----- Provided data -----

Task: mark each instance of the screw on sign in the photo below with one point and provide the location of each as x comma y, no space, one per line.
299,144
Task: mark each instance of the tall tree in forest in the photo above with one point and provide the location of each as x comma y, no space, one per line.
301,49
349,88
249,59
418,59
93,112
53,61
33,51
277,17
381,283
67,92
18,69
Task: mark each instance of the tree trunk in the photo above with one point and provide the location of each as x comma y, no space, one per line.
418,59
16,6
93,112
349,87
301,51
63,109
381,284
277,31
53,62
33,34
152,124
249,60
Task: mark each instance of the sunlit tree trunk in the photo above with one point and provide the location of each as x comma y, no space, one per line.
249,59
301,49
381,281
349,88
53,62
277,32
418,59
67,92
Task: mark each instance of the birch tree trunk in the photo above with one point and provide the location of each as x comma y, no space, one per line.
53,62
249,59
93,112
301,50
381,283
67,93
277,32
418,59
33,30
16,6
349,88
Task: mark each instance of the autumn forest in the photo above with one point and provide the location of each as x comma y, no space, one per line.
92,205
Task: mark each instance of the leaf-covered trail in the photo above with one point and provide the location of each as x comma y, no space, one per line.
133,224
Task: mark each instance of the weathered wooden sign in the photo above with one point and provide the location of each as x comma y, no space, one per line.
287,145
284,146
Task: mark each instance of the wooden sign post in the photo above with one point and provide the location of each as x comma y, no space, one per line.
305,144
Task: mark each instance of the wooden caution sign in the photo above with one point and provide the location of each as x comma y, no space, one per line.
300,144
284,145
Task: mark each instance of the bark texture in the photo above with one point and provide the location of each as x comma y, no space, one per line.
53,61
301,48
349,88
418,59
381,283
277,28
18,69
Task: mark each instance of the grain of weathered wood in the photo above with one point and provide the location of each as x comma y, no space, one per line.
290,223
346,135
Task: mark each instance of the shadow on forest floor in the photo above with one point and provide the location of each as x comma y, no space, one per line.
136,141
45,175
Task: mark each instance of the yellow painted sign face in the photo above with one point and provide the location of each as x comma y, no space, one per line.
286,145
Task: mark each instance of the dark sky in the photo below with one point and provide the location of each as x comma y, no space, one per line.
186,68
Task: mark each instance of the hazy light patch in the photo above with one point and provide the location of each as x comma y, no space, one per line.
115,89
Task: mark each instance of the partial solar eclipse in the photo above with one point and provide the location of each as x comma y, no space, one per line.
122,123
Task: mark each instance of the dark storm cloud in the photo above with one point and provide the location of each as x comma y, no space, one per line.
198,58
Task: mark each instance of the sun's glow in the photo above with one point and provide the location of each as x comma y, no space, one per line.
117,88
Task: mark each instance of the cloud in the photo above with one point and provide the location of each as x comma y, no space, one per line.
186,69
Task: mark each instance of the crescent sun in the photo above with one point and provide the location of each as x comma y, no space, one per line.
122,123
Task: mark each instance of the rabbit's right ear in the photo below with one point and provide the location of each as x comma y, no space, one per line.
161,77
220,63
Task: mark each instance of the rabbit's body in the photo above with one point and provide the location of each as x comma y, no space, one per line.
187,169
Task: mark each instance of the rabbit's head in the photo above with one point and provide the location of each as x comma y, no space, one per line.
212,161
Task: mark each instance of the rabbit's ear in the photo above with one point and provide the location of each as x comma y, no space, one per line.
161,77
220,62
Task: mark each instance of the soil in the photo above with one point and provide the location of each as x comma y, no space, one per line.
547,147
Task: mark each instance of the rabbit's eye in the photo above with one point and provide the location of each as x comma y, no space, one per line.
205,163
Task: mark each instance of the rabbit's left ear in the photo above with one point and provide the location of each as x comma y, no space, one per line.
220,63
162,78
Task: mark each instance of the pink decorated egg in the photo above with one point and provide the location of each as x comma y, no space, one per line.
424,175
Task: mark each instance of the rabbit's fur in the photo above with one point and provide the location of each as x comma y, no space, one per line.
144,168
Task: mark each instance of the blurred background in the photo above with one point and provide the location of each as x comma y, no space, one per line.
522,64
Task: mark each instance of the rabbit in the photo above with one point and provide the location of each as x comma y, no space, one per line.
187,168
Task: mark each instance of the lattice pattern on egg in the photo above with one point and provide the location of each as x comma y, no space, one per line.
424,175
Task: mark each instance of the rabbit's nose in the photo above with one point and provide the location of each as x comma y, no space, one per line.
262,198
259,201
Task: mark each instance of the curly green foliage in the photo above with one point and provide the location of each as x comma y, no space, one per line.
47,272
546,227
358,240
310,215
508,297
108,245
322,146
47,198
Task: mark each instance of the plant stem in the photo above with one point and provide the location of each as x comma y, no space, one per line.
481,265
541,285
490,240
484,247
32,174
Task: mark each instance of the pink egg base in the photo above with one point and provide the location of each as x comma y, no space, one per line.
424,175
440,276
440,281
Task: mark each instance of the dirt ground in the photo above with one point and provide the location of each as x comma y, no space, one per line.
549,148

-----

» **Work instruction**:
Start to finish, restate the records above word for word.

» **Answer to the exercise**:
Task: mark each instance of the screw on sign in the photo below with one point and provide the location of each as x comma y, no space, one per line.
299,144
Task: mark each instance of the tall tree in forest in the photo above with one point and provide the location of each as x comma y, no space, one per line.
301,49
349,88
249,59
418,59
93,112
53,61
33,51
277,17
381,283
67,92
18,69
Task: mark each instance of the tree trunk in the photo above with one point and provide the location of each as x comma y, no space, one per line.
418,59
16,6
93,112
349,87
301,51
63,109
381,284
277,31
53,62
33,34
152,124
249,60
Task: mark each instance of the sunlit tree trunk in the photo above with one point and provide the location of each as x comma y, no space, one per line.
249,59
301,49
381,281
349,88
53,62
277,32
418,59
67,92
Task: mark each instance of the birch tree trunk in the photo above with one point and provide the location of each as x comma y, no space, one per line.
53,62
249,59
93,112
301,50
381,283
67,93
277,32
418,59
33,30
16,6
349,88
Task: mark each instance of the autumn forest in the photo above with one point and provide the location of each as x comma y, no space, one per line.
92,205
Task: mark each instance of the leaf-covered trail in the photo above with one point and provide the location of each as x comma y, no space, one per line.
133,224
Task: mark each instance of the weathered wooden sign in the photo above with one point and provide the location of each as x comma y, no space, one per line.
287,145
284,146
Task: mark each instance of the wooden sign post in the photo above with one point and provide the location of each as x comma y, no space, one per line.
305,144
Task: mark each instance of the wooden caution sign in the photo above with one point and provide the location of each as x comma y, no space, one per line.
300,144
284,145
Task: mark each instance of the bark texture in the photo above with one point and provide the location of each as x comma y, no space, one per line.
53,61
301,48
349,88
418,59
381,283
277,28
18,69
Task: mark each instance of the grain of weathered wood in the photo above with one point and provide the location of each as x comma y, no space, one per line.
290,223
346,135
Task: mark each instance of the shadow on forest floor in the photo above with one point and provide the location of each as x comma y, no space, one per line.
136,141
45,175
Task: mark each instance of the yellow painted sign face in the photo above with one point and provide the location of each as x comma y, no space, one per line.
286,145
Task: mark each instance of the dark sky in the photo below with one point and provide the location of each as x comma y, no space, one per line.
186,68
Task: mark each instance of the hazy light patch in the photo above with one point and provide the location of each as x comma y, no space, one per line.
115,89
Task: mark each instance of the partial solar eclipse in the photo above with one point and provide the location of each as x comma y, no space, one per line.
122,123
Task: mark each instance of the dark storm cloud in the photo above with one point and provide the location of each as x comma y, no space, one per line.
198,58
Task: mark each instance of the sun's glow in the photo above with one point and provide the location of each as x comma y, no space, one per line.
117,88
Task: mark each instance of the cloud in the photo above with one point and provide the location of each as x comma y, no space, one per line.
186,69
Task: mark each instance of the crescent sun in the photo above with one point and provide the location of each as x comma y, no space, one per line.
122,123
Task: mark each instance of the rabbit's right ear in the photo below with one point and provide the location of each as x comma y, no space, one per line.
161,77
220,63
Task: mark each instance of the rabbit's body in the photo above with one point and provide the location of each as x comma y, no space, one per line.
187,169
Task: mark each instance of the rabbit's head in the photo above with one point and provide the location of each as x comma y, no space, one per line.
212,161
Task: mark each instance of the rabbit's ear in the photo above with one point and provide the location of each as x comma y, no space, one per line.
161,77
220,62
Task: mark each instance of the soil in the photo above with one point and provide the location of each as x comma y, no space, one per line.
547,147
Task: mark each instance of the rabbit's eye in the photo above with one point and provide the location of each as x comma y, no space, one per line.
205,163
Task: mark each instance of the rabbit's left ear in the photo above with one point and provide the location of each as x comma y, no space, one per line.
220,63
162,78
Task: mark each instance of the pink decorated egg in the photo above with one point and provide the location of each as x comma y, no space, one per line.
424,175
Task: mark each instance of the rabbit's fur in the photo above with one point and provide the location of each as x comma y, no space, one per line.
144,168
Task: mark each instance of the blurred background in the photo above with one point and provide the location of each as x comma y, no space, one per line.
522,64
Task: mark each instance of the rabbit in the photo above with one point and provide the location of each as x comma y, no space, one per line.
187,168
Task: mark each instance of the lattice pattern on egg in the photo above with one point and provide the location of each as x comma y, no space, one per line.
424,175
Task: mark each instance of the rabbit's nose in the photo above with one point and provide the location of each as x comma y, no space, one per line.
262,198
259,201
Task: mark each instance of the curly green foliage in the photo above with one point and provide the location of each as x comma y, no space, one per line.
47,272
546,227
358,240
310,215
508,297
108,245
322,146
47,198
Task: mark each instance of the plant stem in the photo above with one point and provide the location of each as x comma y, no space, one per line.
481,265
541,285
490,240
484,247
32,174
Task: mark each instance of the pink egg base in the photo above with one point and provide the location of each as x comma y, no space, one per line.
424,175
440,276
440,281
Task: mark each instance of the dirt ground in the photo above with one point and provide the location of each as x comma y, no space, one per line.
549,148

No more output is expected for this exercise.